# Tarea breve:
Reúne cada línea de los ítems de abajo en la que aparezca la palabra "bowl".
───── Ítems de trabajo
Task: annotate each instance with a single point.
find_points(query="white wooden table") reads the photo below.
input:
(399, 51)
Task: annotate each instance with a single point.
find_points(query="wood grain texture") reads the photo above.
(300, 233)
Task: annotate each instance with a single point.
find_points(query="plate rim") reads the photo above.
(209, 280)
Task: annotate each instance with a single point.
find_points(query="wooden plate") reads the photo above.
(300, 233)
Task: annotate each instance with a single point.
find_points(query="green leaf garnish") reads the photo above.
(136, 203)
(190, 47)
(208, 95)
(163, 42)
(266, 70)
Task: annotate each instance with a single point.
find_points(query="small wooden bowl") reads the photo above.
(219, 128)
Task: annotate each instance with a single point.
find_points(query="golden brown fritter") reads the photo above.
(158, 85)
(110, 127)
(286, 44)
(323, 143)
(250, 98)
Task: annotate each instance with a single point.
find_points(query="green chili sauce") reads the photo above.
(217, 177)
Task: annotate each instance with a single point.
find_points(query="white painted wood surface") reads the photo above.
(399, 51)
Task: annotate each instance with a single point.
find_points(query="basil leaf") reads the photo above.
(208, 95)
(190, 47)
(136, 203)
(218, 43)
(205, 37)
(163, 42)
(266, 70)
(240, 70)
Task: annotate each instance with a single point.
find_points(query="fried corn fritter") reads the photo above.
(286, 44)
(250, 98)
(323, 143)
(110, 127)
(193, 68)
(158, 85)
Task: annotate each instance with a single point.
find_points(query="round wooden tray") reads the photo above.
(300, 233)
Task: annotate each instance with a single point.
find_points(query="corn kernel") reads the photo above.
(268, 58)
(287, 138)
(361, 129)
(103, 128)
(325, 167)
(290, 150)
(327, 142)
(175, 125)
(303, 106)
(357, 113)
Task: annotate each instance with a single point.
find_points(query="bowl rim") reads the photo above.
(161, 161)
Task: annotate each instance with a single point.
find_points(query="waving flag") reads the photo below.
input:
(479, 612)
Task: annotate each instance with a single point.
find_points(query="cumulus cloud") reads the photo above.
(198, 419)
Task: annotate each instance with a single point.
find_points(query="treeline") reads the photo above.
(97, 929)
──────────
# Respuesta resuelta:
find_points(query="small wooden bowl") reads the photo above.
find_points(query="bowl rim") reads the photo above.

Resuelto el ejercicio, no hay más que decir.